— Requirement —
Copy out the full set of records. Keep every word the same.
★ ★ ★ ★
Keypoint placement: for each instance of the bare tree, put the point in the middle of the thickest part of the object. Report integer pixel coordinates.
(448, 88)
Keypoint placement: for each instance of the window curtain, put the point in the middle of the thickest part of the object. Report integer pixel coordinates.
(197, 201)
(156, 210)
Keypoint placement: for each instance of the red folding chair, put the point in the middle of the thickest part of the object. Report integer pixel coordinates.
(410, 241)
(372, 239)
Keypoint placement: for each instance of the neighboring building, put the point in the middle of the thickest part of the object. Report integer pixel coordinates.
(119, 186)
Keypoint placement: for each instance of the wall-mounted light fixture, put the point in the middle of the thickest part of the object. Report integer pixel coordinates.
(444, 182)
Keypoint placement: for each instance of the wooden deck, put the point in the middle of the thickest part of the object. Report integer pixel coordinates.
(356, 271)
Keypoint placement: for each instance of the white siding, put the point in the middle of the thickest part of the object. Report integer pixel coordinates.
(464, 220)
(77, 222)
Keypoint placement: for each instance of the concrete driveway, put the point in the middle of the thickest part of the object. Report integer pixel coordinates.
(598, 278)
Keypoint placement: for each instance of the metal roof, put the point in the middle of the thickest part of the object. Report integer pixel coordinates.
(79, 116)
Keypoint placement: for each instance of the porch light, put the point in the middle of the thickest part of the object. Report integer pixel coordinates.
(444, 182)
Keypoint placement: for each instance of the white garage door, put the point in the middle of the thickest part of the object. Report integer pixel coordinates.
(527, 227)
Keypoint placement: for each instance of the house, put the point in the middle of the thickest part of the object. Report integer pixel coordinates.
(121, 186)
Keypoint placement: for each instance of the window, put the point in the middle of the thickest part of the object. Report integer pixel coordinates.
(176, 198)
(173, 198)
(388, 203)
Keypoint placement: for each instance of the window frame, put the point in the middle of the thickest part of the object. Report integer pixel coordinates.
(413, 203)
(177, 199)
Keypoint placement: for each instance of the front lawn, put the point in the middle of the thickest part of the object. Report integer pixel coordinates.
★ ★ ★ ★
— Exercise answer —
Keypoint placement: for each instance of the bare tree, put the point in the middle of the thickest part of the object. Report integer pixel coordinates.
(448, 88)
Keypoint placement: for each instance of the window curtain, put the point in the middle of the thickest part of the object. Report integer pixel coordinates.
(197, 201)
(156, 210)
Keypoint placement: for each instance of the red folding chair, put the point in the middle of the thickest part of the object. Report integer pixel coordinates.
(410, 241)
(372, 239)
Keypoint placement: for each instance of the neighboring building, put the point in the middle of the thickest part of the object. Report integer pixel coordinates.
(119, 186)
Keypoint placement: for each instance of the wall-mounted light fixture, put the point in the middle of the thickest part of the object. Report integer pixel coordinates.
(444, 182)
Keypoint placement: for each instance of the wooden deck, put the point in the middle of the thickest part of the object. Report integer pixel coordinates.
(356, 271)
Keypoint placement: for each instance of the white siding, put the point in the middle of the thickest part of the object. Report integer pixel coordinates.
(464, 220)
(77, 222)
Keypoint placement: for each instance of the concrete driveway, put the point in the middle of the thickest part of the object. Report integer pixel coordinates.
(598, 278)
Keypoint placement: for each instance of the metal roof, put the point in the middle of the thickest part of the object. Report integer pixel coordinates.
(79, 116)
Keypoint placement: for each instance of the porch light, put the point in the middle of the thickest part of the object. Report integer pixel coordinates.
(444, 182)
Keypoint placement: for each instance of the white garage door, put the point in the middle of the thickest part of the object. Report integer pixel coordinates.
(527, 227)
Keypoint placement: for each instance of the house, put the point in the middle of the thickest part of the object. Report integer pixel coordinates.
(121, 186)
Keypoint placement: for each instance of the window, put the point in the middle of the thickest part of the object. Report integer pixel coordinates.
(176, 198)
(173, 198)
(388, 203)
Keypoint placement: for each instance of the window frame, put the point in the middle of the thickest part of the object. Report integer pixel coordinates.
(413, 203)
(177, 199)
Keypoint placement: for each instance of the front lawn, put the point in the middle of the thickest part of the object. Report integer pixel coordinates.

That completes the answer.